● **OPDRACHT A**:
Klopt elk van deze uitspraken volgens de reistekst over het Tobameer? Antwoord per uitspraak met ja of nee en citeer letterlijk de woorden uit de tekst die de doorslag geven.
(i) Het meer ligt in een krater die ontstond na een vulkaanuitbarsting van zo'n 70 tot 75.000 jaar geleden.
(ii) In het Batakmuseum in Simanindo zijn vandaag dansvoorstellingen te zien.
(iii) Het jongetje met de brommer krijgt 100.000 Roepia als compensatie.
● **OPDRACHT B**: Typ een stuk uit de reistekst over het Tobameer letterlijk over. Begin bij "Via een bruggetje" en ga door tot en met "dansvoorstellingen meer. Jammer.".

━━━ GETOONDE TEKST

Op duizend meter hoogte snellen we noordwestwaarts. Goeie temperatuur om het lekje in de linker voorband te zoeken en te dichten. Heerlijk ook om een TOY-lunch te doen. We rijden over een hoogvlakte, waar groenten verbouwd wordt. Ter hoogte van het Tobameer (Danau Toba) verandert het landschap. Moerassige vlakten strekken zich uit langs de kleine rafelige en gatenkaasweg.

Op tweeduizend meter hoogte bereiken we de rand van het meer. Dit meer ligt in de caldera (krater) die is ontstaan na een reusachtige (super-) vulkaanuitbarsting zo'n 70 tot 75.000 jaar geleden.

De eerste blik op het meer vanaf deze hoogte is schitterend. Zigzaggend dalen we 1.100 meter langs de steile wand richting meer.

 

Via een bruggetje rijden we het (schier)eiland Samosir op. Dit is oorsprong van de Batak. Ook dit volk bouwde net als de Toraja en de Minangkabau bijzondere huizen. Als we linksom de kleine weg vervolgen zien we al meteen "straatjes", gehuchten met bewoonde traditionele huizen. Zwarte varkens, kippen, hanen, kinderen scharrelen er rond. Fleurige tuintjes met potplanten, de was aan de lijn... We genieten en schieten foto na foto.

 

 

In Simanindo bezoeken we het wat verwaarloosde Batakmuseum, waar de koninklijke boot en het voormalig koninklijk paleis te zien zijn. Vandaag zijn er geen dansvoorstellingen meer. Jammer.

Op naar Tuk Tuk, waar het weggetje zich door een Para (markt) perst. Als we achteruit moeten vanwege opstoppingen blijkt er een voor onze spiegels onzichtbaar jongetje met brommer achter TOY te staan. Zijn voorbumper wordt geknakt. Het bedeesde joch wordt in overleg met een Engelssprekende man gecompenseerd met 100.000 Roepia (7,50 Euro). Daar is hij wát blij mee.

━━━━━━
━━━ GEGEVEN INFORMATIE

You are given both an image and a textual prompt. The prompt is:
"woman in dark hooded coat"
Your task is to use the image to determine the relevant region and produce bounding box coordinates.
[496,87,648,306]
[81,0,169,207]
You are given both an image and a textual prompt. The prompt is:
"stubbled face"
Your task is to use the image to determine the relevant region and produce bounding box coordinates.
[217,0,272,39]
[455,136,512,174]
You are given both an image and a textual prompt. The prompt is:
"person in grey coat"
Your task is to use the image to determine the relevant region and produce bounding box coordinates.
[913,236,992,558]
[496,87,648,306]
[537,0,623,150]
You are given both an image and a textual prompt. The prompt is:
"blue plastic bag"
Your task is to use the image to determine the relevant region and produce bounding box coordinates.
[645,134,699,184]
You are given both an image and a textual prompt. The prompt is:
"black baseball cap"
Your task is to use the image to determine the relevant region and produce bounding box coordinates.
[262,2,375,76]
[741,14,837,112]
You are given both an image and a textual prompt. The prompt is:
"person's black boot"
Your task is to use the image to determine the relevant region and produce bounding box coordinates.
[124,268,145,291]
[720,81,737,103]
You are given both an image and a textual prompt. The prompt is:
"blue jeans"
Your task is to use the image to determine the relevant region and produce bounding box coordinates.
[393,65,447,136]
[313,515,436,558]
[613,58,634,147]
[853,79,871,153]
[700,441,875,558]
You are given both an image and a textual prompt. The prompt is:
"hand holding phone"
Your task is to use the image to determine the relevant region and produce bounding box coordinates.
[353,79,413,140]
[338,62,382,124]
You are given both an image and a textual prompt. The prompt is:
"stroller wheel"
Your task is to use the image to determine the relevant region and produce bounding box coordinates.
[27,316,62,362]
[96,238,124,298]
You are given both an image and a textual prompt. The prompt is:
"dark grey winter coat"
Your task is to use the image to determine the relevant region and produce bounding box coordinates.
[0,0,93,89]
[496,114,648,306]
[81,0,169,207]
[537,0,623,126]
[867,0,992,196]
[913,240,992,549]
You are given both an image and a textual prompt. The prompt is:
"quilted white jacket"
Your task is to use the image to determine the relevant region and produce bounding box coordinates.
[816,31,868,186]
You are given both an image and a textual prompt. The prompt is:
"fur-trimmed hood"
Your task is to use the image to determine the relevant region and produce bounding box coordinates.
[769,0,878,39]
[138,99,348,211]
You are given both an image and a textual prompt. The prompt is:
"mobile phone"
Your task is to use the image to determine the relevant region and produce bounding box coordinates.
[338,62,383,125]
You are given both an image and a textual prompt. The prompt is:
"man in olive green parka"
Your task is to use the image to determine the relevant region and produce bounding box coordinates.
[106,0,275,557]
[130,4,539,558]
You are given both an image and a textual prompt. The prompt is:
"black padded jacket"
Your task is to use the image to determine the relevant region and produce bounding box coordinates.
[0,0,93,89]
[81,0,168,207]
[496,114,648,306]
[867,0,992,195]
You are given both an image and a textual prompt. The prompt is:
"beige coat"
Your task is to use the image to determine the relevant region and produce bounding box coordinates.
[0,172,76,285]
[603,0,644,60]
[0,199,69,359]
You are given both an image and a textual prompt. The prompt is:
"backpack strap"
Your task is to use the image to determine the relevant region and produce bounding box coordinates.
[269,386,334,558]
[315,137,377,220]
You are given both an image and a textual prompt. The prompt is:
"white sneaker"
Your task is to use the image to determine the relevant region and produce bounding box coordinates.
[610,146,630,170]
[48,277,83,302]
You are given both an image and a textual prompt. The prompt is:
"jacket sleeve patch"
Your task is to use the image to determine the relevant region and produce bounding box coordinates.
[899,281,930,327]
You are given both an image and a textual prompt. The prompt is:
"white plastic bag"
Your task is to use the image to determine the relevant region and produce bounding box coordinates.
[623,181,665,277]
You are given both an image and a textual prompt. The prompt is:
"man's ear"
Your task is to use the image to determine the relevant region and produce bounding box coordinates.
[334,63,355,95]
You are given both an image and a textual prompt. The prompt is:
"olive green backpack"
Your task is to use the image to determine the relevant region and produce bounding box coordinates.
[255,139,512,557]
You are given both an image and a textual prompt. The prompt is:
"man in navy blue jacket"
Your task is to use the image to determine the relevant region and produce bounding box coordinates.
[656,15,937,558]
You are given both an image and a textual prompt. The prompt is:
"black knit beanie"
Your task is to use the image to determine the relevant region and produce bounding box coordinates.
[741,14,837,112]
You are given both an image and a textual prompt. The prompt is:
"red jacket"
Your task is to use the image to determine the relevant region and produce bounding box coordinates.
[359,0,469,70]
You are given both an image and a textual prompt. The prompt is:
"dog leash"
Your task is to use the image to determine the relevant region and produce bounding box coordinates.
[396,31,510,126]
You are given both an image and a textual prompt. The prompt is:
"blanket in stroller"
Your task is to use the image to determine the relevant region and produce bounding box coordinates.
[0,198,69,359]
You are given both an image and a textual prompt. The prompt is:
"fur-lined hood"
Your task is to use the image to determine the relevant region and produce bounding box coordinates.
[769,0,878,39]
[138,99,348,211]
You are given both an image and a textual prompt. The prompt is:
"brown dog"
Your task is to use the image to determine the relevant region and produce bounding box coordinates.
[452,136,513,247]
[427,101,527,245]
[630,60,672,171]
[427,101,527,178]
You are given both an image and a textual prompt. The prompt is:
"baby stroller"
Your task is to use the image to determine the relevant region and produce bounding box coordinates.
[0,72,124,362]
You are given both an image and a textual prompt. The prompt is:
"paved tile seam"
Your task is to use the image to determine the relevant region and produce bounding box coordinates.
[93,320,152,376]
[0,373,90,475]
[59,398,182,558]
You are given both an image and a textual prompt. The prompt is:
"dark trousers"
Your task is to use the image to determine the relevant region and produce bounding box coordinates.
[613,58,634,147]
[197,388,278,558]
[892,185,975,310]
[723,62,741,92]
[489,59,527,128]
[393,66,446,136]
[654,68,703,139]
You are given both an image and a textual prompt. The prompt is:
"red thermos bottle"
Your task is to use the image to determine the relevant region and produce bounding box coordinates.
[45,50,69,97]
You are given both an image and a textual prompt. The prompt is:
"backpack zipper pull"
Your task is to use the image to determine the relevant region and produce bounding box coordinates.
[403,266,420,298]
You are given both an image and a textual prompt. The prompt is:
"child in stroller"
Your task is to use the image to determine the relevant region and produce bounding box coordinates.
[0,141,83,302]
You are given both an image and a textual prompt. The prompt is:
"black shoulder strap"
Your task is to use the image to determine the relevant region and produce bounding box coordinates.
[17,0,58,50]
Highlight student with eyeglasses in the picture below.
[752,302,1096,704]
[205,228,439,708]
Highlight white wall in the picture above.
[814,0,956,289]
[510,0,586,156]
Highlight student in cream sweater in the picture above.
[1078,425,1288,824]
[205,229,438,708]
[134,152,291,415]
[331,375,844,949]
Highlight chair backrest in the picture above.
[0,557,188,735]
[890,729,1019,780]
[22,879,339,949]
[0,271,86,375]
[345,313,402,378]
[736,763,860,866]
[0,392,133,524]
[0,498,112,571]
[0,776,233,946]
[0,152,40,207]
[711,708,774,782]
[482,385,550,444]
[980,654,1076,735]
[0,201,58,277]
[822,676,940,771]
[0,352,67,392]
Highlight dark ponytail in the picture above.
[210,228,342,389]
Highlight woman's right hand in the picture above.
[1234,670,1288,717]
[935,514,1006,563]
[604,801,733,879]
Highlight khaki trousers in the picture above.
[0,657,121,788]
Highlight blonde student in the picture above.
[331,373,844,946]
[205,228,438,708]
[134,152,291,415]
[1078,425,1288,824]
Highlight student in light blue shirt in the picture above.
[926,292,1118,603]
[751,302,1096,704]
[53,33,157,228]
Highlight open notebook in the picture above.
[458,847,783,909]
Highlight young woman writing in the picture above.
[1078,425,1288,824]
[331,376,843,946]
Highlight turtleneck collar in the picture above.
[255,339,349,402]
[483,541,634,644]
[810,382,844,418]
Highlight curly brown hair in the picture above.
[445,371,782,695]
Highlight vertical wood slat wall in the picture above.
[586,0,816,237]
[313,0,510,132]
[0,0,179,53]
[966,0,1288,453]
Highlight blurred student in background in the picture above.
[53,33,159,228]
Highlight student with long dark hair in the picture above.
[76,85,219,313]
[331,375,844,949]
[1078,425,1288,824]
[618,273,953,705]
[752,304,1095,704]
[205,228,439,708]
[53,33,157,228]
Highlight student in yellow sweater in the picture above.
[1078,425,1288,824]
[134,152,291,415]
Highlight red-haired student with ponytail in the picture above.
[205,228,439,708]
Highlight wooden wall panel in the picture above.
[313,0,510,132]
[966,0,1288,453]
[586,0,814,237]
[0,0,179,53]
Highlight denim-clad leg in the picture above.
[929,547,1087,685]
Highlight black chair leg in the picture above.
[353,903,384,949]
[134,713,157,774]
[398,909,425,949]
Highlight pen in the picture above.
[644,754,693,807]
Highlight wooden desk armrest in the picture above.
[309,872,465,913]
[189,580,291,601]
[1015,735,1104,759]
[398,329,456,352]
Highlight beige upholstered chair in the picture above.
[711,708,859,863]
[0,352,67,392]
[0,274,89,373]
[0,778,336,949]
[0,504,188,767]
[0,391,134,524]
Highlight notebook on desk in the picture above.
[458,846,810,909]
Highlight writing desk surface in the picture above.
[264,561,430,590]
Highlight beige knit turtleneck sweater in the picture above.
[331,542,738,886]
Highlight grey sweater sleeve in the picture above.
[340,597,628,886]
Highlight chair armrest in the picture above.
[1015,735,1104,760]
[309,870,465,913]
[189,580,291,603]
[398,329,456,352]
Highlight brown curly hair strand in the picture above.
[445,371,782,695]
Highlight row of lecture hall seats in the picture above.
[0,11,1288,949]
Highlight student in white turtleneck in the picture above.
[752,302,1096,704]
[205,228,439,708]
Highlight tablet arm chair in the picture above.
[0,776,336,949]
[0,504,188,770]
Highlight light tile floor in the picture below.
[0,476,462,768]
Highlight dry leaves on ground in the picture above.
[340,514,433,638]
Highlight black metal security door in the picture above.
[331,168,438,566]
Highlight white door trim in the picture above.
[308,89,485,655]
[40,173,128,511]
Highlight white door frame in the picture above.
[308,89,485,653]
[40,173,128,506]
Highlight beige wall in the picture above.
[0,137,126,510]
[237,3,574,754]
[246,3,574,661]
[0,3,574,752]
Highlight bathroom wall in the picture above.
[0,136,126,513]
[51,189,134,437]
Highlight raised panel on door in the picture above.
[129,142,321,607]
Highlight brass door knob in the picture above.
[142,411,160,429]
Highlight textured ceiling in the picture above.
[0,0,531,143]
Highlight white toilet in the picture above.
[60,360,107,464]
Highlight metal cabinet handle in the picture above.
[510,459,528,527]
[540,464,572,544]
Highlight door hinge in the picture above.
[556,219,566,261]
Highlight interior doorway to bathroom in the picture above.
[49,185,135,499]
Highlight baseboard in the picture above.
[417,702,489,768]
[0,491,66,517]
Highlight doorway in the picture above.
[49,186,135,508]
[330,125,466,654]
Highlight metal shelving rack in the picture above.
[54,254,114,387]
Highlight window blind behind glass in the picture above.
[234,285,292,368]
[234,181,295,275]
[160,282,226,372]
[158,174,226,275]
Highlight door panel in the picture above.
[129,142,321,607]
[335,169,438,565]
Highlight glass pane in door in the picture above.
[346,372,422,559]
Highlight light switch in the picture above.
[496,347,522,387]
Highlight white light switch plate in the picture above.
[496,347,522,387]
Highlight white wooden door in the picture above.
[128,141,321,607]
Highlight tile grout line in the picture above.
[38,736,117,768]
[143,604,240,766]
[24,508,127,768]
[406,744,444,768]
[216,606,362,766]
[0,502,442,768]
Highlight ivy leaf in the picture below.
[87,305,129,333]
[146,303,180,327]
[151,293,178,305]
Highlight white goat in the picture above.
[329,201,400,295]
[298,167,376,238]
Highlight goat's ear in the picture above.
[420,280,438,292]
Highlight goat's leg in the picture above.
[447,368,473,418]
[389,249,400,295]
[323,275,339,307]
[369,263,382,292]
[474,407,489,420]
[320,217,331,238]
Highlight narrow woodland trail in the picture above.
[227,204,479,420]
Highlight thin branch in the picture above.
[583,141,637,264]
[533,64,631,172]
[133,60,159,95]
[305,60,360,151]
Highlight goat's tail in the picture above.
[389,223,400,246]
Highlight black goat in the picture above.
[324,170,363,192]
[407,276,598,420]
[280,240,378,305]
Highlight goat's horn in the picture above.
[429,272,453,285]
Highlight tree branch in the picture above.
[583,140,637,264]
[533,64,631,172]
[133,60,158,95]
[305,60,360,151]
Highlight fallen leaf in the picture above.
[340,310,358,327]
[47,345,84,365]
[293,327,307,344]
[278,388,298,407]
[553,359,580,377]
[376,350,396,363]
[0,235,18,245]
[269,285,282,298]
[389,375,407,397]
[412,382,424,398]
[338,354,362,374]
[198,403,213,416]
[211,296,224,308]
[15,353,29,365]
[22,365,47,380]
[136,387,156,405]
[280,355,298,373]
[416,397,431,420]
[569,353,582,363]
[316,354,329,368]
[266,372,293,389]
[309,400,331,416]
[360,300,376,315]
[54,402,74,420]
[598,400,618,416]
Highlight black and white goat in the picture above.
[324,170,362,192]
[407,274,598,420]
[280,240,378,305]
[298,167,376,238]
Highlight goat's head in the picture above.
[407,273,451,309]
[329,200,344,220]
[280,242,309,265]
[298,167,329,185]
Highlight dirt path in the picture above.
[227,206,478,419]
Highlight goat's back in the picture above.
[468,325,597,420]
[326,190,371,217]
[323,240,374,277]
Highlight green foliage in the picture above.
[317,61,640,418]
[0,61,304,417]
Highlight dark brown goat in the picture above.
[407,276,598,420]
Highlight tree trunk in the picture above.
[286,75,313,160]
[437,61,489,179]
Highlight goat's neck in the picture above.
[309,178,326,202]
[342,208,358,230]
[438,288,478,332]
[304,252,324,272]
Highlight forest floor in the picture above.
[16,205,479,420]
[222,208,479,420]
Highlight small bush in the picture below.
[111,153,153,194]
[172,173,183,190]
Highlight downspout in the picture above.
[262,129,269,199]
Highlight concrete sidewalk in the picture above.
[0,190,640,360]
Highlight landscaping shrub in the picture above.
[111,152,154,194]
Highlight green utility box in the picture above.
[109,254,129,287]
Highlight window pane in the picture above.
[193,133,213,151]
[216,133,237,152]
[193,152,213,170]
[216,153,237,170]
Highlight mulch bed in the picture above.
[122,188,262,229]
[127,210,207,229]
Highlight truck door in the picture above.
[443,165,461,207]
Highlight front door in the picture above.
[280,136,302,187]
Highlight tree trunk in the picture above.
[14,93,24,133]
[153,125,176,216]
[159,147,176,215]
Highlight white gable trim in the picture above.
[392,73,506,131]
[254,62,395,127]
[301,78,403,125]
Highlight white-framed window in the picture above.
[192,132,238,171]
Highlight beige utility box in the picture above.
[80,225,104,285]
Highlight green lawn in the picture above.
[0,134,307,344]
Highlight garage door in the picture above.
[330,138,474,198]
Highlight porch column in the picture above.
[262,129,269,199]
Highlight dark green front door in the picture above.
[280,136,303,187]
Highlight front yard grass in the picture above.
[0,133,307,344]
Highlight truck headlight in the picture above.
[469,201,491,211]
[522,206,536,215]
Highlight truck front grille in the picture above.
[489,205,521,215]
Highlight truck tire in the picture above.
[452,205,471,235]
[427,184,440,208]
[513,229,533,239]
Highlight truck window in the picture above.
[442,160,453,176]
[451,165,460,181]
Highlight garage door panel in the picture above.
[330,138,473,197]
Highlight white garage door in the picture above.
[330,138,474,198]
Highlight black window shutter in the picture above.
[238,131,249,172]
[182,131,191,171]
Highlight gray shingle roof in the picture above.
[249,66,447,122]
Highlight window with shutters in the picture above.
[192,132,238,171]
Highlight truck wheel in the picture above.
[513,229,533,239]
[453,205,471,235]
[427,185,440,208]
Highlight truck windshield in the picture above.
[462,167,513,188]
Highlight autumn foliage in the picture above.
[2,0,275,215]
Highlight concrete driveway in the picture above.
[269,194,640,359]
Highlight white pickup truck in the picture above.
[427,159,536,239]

━━━━━━

● **UITKOMST A**:
(i) Ja: "Dit meer ligt in de caldera (krater) die is ontstaan na een reusachtige (super-) vulkaanuitbarsting zo'n 70 tot 75.000 jaar geleden."
(ii) Nee: "Vandaag zijn er geen dansvoorstellingen meer."
(iii) Ja: "Het bedeesde joch wordt in overleg met een Engelssprekende man gecompenseerd met 100.000 Roepia (7,50 Euro)."

● **UITKOMST B**:
Via een bruggetje rijden we het (schier)eiland Samosir op. Dit is oorsprong van de Batak. Ook dit volk bouwde net als de Toraja en de Minangkabau bijzondere huizen. Als we linksom de kleine weg vervolgen zien we al meteen "straatjes", gehuchten met bewoonde traditionele huizen. Zwarte varkens, kippen, hanen, kinderen scharrelen er rond. Fleurige tuintjes met potplanten, de was aan de lijn... We genieten en schieten foto na foto.

 

 

In Simanindo bezoeken we het wat verwaarloosde Batakmuseum, waar de koninklijke boot en het voormalig koninklijk paleis te zien zijn. Vandaag zijn er geen dansvoorstellingen meer. Jammer.